Description of the task:
Count the lines in the entries below that contain the string "dark", with case counting, and reply with only the number.

Supplied material:
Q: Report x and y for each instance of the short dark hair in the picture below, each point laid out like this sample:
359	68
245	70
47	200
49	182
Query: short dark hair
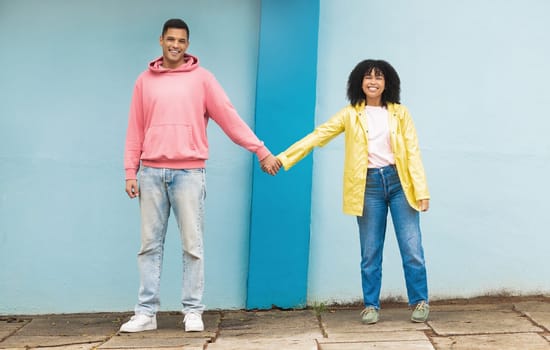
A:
392	88
175	23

Completed exercise:
2